## Goal
Rewrite the records below, changing "small gear" to "small cog" and leaving everything else the same.

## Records
** begin **

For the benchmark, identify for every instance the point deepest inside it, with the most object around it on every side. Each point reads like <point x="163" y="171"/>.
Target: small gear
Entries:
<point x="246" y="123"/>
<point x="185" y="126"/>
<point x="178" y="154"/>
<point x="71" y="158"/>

** end **

## Written response
For the benchmark, identify for every instance the point deepest inside it, with the most object around it on every side. Each point reads like <point x="163" y="171"/>.
Target: small cog
Entries:
<point x="246" y="123"/>
<point x="185" y="126"/>
<point x="178" y="154"/>
<point x="71" y="158"/>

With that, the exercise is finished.